### Exercise data

-.-.-

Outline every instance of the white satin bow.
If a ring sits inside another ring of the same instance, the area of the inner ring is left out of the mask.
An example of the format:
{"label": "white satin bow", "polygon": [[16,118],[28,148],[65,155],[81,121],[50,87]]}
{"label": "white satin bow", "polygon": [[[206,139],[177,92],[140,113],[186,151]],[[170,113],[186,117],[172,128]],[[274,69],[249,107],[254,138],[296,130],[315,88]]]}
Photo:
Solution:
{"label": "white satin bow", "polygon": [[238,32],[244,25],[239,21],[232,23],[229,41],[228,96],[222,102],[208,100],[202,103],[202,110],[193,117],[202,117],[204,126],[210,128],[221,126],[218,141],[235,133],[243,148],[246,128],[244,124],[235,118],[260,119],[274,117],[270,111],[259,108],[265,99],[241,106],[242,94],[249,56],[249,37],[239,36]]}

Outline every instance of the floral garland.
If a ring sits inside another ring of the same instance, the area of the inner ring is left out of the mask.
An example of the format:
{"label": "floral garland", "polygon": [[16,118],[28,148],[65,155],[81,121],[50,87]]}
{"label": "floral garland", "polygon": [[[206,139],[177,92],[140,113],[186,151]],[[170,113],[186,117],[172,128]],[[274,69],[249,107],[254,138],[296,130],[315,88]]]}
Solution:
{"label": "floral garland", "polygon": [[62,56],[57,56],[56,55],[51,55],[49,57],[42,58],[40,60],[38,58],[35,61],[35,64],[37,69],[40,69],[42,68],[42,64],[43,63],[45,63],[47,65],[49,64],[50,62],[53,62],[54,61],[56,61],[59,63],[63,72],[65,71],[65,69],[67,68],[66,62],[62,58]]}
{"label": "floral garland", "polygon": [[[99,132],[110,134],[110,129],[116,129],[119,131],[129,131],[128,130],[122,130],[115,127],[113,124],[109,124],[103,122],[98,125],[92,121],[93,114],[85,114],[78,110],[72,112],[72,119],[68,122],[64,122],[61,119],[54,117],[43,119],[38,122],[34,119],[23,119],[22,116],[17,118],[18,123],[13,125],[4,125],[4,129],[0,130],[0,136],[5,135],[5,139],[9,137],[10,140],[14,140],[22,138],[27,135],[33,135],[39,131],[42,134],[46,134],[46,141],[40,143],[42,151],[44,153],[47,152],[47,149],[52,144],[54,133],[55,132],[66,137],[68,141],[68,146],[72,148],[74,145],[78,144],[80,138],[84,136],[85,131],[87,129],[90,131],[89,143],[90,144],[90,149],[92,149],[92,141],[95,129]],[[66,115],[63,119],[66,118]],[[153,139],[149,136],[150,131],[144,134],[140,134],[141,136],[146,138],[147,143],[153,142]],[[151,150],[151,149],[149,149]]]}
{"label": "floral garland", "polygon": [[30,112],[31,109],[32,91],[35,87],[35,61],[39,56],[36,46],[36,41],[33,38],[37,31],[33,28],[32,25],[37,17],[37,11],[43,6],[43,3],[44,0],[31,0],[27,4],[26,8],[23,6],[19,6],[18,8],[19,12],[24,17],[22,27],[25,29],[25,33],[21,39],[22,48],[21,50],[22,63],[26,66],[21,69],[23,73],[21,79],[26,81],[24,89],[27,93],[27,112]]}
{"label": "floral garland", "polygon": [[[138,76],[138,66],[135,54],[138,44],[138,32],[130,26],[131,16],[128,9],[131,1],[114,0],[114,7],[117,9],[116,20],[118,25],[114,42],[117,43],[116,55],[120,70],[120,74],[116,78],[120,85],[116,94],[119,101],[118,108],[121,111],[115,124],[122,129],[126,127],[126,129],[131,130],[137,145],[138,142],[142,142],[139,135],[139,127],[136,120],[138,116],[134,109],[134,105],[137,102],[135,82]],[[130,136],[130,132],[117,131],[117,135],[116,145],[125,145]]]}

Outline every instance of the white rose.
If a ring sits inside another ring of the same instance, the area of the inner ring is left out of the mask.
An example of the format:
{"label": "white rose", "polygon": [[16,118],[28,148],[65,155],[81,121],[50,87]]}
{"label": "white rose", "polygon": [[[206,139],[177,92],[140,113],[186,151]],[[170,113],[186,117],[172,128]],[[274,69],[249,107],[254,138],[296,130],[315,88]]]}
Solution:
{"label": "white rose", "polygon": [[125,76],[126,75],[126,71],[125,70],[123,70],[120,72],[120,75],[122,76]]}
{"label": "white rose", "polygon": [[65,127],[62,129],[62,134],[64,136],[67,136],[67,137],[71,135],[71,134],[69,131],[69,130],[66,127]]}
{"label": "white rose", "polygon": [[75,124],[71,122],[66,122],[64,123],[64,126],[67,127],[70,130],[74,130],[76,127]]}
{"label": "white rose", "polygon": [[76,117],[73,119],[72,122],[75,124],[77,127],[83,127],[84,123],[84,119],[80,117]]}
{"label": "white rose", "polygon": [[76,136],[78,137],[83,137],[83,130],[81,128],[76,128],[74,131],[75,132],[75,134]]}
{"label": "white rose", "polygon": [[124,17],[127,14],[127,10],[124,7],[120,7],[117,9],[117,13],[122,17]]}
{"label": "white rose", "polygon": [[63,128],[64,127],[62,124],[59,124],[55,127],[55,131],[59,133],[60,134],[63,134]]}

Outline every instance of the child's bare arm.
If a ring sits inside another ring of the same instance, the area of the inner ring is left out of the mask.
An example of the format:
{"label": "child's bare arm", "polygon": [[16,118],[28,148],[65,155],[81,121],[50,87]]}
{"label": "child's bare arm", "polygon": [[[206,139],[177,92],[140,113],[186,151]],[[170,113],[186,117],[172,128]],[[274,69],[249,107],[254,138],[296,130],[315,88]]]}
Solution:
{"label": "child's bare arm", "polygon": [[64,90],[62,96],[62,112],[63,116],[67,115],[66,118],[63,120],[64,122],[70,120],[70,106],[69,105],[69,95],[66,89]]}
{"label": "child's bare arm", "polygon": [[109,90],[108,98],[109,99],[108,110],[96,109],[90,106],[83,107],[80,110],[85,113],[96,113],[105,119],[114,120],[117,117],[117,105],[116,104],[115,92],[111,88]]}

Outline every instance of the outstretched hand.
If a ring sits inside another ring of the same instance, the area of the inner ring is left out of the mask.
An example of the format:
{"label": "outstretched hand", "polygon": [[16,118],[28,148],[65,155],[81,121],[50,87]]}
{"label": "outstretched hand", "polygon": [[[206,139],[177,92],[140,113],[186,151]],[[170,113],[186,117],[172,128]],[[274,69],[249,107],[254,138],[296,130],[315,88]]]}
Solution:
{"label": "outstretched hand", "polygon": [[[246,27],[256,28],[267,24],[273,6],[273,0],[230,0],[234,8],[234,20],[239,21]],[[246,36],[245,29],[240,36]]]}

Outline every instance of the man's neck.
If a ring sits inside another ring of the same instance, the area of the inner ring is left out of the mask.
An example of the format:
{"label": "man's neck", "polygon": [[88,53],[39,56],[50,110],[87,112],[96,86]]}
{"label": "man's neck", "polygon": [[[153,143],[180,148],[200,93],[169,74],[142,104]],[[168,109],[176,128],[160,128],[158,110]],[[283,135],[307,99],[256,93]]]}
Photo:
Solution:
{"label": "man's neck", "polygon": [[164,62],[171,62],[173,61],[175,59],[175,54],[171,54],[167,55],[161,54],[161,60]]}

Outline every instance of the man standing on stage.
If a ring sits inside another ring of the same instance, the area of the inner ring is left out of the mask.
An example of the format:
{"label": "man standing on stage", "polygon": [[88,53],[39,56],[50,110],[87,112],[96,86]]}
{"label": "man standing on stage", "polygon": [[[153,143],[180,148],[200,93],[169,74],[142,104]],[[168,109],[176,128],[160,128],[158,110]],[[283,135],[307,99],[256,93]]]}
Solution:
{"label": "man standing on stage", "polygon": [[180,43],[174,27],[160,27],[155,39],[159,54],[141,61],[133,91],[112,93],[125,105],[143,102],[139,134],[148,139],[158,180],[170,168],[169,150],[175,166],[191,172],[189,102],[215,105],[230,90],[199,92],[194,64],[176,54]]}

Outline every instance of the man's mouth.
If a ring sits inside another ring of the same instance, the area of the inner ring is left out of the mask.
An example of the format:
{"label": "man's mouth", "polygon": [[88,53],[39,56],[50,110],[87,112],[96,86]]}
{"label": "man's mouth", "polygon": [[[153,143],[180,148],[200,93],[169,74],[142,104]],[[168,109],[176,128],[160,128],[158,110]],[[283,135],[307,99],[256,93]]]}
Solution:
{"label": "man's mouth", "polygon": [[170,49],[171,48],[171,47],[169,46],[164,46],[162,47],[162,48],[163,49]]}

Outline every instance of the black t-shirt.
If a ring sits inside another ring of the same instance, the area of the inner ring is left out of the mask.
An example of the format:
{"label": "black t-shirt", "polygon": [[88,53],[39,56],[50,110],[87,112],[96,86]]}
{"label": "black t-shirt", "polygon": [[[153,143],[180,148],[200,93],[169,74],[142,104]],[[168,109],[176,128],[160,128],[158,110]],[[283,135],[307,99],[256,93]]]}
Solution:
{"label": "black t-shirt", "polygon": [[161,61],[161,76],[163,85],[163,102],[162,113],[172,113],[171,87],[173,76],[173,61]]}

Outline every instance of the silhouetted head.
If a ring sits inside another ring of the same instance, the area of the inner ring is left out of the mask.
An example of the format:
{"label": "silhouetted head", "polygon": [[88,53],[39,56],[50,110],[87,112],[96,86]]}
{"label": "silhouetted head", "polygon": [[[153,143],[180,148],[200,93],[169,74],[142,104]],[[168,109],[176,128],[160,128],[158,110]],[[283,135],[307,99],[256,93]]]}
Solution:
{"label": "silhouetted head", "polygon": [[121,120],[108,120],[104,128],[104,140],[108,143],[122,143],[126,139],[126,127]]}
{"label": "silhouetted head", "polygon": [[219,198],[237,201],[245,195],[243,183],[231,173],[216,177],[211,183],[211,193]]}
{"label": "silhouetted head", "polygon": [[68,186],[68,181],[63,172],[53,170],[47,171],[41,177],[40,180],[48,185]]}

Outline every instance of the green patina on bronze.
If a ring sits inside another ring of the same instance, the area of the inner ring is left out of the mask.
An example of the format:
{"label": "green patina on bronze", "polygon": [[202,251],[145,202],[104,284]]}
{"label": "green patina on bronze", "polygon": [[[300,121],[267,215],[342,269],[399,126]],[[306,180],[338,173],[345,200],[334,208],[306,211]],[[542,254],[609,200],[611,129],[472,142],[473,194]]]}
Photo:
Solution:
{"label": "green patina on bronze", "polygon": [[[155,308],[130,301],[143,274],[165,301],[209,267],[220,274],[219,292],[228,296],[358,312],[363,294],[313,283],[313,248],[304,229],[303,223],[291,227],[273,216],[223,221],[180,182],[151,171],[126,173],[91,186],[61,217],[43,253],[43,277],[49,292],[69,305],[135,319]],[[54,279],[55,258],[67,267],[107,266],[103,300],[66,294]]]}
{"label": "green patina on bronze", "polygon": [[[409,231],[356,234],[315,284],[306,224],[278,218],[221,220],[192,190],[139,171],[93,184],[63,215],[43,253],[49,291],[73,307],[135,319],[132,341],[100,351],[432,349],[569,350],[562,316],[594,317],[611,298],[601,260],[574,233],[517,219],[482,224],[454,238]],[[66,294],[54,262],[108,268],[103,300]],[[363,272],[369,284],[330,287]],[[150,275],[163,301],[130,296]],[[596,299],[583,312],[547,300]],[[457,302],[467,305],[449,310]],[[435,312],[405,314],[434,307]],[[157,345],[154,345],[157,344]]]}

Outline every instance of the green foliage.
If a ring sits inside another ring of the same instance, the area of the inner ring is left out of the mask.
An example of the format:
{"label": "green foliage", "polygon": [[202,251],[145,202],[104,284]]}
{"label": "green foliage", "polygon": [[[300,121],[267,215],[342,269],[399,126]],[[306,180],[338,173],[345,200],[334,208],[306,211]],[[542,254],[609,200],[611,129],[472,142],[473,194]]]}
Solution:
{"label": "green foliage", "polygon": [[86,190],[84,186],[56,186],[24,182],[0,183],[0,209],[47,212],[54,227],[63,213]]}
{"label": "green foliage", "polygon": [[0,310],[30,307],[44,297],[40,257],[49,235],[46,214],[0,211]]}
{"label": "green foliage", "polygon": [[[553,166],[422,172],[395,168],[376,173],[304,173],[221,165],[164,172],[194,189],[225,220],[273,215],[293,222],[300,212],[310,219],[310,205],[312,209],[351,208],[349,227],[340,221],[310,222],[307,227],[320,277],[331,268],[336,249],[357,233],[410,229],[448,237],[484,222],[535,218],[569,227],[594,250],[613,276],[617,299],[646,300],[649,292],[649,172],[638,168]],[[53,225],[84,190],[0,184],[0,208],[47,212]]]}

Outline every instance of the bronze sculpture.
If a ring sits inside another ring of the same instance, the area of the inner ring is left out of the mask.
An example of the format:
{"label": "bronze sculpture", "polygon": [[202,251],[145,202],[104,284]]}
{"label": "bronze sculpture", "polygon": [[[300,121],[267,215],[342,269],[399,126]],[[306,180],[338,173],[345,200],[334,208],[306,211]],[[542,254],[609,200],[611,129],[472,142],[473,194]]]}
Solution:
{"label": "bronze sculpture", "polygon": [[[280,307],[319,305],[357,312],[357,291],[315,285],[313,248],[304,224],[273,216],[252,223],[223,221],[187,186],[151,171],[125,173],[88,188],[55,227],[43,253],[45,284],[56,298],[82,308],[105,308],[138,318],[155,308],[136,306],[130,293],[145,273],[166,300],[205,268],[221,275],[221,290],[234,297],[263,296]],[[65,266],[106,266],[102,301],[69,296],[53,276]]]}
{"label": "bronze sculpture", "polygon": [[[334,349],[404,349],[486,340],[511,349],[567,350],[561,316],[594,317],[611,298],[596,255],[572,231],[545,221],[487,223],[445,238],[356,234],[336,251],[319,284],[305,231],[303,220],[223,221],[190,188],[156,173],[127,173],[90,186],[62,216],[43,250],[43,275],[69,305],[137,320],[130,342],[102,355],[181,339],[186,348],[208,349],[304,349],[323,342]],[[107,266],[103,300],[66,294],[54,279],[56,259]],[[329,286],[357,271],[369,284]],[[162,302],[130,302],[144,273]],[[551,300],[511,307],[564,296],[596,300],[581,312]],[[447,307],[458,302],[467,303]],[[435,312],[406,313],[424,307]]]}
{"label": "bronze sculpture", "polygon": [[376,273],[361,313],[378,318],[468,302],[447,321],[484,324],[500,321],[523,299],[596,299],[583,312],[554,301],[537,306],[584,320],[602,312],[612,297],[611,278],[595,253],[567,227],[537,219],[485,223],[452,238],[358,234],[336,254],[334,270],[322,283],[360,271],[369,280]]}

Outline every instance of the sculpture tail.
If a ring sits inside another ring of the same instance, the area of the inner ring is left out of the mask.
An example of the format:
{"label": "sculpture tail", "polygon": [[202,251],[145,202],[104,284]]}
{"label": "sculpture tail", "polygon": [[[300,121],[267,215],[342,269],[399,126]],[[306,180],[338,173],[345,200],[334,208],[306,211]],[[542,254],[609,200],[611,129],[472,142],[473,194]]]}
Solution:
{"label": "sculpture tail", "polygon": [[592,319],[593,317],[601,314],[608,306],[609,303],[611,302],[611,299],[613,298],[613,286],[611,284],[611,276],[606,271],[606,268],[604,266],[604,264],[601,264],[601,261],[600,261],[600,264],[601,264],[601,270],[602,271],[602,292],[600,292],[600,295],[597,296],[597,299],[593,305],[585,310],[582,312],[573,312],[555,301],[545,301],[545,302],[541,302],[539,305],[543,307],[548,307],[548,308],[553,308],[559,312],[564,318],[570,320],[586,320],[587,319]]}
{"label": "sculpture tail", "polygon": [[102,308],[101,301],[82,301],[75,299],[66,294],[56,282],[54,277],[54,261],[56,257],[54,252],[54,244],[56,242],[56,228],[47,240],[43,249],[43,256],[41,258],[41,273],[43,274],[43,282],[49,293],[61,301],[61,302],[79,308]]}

-.-.-

### Directions for this task
Please list every line above that contains the word "stage". Case counts.

### Task answer
Outline every instance of the man standing on stage.
{"label": "man standing on stage", "polygon": [[88,53],[39,56],[50,110],[87,112],[96,86]]}
{"label": "man standing on stage", "polygon": [[[153,143],[180,148],[200,93],[169,74],[142,104]],[[168,109],[176,128],[160,128],[158,110]],[[283,135],[307,99],[256,93]]]}
{"label": "man standing on stage", "polygon": [[180,43],[174,27],[160,27],[155,39],[159,54],[141,61],[133,91],[112,93],[125,105],[143,102],[139,134],[148,139],[158,180],[170,168],[169,150],[175,166],[191,172],[189,102],[215,105],[230,90],[199,92],[194,64],[176,54]]}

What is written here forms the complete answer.